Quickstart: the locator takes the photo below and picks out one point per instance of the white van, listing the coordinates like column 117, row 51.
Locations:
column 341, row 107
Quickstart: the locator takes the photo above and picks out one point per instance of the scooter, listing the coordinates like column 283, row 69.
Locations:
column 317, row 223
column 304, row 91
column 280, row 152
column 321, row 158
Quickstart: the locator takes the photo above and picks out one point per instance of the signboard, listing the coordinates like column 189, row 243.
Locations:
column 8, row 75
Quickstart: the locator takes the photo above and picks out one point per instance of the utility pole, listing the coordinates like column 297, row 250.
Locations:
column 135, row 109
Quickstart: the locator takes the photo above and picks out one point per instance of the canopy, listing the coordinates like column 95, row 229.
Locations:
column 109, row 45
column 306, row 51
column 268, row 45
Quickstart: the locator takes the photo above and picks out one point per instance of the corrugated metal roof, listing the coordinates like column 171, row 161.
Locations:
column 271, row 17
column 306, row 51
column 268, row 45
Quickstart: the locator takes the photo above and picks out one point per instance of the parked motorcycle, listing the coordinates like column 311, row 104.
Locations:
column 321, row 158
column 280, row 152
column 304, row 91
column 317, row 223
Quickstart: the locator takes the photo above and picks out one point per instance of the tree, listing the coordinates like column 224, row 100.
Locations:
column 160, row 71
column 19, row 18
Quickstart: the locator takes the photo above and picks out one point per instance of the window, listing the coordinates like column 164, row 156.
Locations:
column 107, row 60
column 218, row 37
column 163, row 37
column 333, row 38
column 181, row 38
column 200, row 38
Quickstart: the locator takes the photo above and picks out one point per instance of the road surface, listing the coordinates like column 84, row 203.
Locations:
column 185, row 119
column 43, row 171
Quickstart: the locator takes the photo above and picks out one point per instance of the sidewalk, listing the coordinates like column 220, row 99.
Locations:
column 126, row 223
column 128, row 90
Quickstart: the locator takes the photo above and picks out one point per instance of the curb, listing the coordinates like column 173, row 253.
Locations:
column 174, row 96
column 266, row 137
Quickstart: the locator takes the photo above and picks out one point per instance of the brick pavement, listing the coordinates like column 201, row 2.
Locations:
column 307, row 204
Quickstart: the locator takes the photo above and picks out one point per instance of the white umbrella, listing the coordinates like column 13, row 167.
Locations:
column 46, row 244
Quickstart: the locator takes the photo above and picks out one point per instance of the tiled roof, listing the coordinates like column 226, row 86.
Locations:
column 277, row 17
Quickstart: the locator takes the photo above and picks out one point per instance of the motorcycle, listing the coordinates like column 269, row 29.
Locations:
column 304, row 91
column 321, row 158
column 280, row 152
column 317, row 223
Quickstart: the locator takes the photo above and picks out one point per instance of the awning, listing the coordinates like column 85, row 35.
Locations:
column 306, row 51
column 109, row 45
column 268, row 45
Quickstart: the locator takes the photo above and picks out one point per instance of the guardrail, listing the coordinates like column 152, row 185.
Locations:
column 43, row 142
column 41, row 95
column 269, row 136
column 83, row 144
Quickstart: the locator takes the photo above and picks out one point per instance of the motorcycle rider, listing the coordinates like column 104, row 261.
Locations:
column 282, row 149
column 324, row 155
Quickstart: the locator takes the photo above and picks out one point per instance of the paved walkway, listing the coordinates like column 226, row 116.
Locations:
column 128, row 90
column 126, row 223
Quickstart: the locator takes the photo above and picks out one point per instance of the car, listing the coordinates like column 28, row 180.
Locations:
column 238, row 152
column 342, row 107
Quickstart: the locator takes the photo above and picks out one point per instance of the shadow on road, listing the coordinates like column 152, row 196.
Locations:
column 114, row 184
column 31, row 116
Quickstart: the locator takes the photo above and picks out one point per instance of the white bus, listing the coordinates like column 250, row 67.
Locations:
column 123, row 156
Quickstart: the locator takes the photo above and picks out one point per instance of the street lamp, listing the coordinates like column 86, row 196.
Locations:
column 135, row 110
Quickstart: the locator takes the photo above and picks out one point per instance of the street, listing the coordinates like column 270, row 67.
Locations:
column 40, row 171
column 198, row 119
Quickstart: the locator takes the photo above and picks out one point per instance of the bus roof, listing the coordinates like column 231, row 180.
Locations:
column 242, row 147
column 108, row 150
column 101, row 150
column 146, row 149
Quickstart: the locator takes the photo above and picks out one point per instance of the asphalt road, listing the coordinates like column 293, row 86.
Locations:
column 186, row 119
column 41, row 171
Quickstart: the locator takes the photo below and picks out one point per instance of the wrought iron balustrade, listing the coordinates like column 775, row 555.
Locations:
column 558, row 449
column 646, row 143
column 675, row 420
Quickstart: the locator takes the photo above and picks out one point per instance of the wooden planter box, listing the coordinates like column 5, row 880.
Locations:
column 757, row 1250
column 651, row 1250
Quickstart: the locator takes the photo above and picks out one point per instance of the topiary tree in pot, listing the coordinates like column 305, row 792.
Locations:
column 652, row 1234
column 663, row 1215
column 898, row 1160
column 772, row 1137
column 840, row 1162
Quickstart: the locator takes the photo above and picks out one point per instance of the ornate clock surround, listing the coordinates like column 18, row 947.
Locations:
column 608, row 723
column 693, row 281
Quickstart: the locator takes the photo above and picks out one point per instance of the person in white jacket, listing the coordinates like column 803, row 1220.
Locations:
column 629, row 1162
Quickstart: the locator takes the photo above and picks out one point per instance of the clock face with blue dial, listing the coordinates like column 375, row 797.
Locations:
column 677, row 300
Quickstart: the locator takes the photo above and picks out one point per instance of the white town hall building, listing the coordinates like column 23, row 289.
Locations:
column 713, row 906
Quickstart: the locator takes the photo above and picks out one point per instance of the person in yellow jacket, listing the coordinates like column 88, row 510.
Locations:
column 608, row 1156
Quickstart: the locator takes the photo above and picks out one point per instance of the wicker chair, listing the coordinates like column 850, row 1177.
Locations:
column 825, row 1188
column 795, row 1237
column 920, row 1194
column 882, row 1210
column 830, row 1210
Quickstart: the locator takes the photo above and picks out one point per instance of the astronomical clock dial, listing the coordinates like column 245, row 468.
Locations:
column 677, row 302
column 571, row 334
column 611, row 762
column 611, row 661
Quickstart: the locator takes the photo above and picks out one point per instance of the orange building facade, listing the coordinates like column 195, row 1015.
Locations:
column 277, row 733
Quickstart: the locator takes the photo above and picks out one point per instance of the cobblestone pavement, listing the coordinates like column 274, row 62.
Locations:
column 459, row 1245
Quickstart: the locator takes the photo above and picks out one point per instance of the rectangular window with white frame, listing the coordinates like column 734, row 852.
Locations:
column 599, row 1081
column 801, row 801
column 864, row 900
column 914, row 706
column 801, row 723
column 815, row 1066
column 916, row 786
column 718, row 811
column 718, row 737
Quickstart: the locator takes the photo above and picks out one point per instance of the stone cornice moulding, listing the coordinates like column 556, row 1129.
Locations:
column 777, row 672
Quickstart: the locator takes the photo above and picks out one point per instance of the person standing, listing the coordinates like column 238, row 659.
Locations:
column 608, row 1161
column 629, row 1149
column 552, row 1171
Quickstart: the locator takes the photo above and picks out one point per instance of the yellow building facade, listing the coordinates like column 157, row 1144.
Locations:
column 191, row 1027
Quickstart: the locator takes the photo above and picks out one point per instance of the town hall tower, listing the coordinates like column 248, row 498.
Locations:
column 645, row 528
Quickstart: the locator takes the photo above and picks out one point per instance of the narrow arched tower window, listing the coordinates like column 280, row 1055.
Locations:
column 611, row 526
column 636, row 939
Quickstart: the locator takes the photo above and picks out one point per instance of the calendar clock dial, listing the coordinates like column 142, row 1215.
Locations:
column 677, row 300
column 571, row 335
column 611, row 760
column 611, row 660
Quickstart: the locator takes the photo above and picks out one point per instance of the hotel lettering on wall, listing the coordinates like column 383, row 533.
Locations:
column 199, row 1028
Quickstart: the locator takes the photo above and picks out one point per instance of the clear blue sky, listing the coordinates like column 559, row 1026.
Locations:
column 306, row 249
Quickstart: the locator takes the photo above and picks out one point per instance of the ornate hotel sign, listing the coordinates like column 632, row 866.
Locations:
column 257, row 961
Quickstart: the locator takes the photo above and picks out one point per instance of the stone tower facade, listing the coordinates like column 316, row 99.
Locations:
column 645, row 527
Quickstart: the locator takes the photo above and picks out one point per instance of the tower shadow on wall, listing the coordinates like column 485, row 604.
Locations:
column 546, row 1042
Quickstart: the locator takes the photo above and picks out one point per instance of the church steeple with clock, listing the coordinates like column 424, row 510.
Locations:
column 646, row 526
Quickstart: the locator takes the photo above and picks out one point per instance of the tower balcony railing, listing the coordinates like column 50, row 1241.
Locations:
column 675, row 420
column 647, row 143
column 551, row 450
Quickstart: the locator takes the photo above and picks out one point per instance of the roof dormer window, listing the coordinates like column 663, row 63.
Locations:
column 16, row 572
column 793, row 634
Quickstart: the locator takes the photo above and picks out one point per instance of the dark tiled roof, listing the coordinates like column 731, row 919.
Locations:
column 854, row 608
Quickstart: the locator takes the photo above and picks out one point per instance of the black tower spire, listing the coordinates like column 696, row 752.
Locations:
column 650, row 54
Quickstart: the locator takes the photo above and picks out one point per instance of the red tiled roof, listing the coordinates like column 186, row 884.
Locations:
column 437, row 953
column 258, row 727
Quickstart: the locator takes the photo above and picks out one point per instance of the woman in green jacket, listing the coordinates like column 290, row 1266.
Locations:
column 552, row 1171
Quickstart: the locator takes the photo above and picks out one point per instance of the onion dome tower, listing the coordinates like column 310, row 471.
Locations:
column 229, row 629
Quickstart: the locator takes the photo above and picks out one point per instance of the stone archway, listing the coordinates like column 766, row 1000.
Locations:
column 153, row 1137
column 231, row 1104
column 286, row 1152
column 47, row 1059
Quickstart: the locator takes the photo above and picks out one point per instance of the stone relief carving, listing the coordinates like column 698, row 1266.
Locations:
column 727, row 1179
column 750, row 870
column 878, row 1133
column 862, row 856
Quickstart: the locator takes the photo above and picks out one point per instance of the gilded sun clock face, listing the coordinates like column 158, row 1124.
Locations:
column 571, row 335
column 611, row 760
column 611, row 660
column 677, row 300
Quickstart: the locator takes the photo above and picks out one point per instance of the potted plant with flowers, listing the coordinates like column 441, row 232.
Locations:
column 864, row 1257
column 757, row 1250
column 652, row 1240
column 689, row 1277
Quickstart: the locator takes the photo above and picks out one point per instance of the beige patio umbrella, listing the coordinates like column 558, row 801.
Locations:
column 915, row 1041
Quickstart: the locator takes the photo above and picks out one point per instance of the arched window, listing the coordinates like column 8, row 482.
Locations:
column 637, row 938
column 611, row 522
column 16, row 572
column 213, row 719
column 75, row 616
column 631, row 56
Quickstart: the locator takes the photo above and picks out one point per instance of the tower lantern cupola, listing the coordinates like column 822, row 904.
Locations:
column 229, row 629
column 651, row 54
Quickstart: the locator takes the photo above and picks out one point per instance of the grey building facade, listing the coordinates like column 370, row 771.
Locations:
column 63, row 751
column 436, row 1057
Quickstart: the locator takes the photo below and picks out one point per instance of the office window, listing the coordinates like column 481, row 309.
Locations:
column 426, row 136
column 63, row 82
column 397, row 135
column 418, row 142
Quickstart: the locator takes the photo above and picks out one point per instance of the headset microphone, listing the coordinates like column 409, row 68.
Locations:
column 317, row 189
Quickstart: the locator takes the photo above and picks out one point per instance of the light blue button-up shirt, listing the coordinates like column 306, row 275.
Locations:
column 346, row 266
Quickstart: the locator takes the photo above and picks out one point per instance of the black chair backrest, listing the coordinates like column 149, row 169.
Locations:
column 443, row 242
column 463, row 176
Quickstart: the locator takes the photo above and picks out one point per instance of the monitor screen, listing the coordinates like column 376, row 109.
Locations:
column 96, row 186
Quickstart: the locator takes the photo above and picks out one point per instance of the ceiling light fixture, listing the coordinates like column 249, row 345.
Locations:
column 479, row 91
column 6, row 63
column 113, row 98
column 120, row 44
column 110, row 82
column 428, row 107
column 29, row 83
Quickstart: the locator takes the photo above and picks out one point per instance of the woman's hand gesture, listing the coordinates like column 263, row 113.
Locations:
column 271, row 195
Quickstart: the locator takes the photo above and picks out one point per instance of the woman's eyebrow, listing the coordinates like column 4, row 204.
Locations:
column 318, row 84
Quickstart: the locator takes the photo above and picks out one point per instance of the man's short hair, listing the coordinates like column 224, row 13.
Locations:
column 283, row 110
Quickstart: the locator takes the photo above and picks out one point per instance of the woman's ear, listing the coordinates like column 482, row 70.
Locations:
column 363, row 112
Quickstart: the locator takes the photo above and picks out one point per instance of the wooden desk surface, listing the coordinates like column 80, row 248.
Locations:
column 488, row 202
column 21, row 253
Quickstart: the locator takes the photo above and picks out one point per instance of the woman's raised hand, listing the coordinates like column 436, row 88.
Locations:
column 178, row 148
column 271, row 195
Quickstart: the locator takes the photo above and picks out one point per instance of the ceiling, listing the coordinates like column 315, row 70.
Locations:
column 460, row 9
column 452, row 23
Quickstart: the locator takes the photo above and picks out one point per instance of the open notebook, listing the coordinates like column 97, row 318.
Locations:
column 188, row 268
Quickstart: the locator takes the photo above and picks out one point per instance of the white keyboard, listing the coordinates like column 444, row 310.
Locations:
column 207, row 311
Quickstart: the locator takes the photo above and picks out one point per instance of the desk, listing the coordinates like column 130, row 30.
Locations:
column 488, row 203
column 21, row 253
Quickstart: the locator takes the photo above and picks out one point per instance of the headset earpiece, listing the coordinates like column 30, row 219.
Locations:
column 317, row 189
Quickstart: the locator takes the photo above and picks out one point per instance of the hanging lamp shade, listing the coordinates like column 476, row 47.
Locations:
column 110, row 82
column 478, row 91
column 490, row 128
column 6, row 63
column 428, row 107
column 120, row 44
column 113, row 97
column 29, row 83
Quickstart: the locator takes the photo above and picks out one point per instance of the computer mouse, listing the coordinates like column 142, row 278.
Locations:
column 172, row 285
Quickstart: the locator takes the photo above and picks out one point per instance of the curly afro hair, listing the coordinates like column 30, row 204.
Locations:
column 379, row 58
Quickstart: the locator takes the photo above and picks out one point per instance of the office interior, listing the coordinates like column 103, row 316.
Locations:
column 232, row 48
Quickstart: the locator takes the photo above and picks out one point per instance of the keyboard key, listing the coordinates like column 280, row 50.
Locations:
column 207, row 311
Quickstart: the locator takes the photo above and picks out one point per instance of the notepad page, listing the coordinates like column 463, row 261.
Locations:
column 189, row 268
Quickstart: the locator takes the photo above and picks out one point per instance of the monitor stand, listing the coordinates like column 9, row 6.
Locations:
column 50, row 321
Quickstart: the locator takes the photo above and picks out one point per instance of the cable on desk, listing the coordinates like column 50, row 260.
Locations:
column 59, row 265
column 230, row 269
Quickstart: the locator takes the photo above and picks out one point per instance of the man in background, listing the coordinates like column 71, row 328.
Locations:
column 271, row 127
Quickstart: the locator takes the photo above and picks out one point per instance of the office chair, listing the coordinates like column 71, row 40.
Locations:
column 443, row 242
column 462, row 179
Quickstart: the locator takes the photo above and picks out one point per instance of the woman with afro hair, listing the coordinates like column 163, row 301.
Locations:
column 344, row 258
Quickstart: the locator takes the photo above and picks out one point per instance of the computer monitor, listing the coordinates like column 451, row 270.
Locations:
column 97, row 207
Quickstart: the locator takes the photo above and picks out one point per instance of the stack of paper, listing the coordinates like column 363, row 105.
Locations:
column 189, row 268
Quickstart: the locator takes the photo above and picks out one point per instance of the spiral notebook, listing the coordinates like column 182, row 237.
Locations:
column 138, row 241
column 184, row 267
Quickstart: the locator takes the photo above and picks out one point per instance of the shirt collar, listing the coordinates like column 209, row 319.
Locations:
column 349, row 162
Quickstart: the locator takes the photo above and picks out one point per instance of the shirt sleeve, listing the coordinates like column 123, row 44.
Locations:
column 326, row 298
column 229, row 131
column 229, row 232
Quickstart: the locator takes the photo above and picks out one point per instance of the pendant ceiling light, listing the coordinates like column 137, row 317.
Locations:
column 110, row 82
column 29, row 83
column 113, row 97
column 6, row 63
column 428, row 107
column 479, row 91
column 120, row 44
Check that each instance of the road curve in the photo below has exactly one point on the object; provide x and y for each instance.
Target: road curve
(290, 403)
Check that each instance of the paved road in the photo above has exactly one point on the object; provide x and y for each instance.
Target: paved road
----
* [What you should do] Please reproduce, word for word, the stretch of lines from the one containing "71, row 328." through the one containing "column 462, row 179", both ends included.

* [Answer for the task]
Quickstart: the locator takes the photo above and picks out one point per instance of the man in background, listing the coordinates like column 71, row 328.
Locations:
column 271, row 127
Quickstart: the locator takes the photo above and picks out one point per instance of the office chair, listing the coordinates like column 71, row 40.
Locations:
column 443, row 242
column 462, row 179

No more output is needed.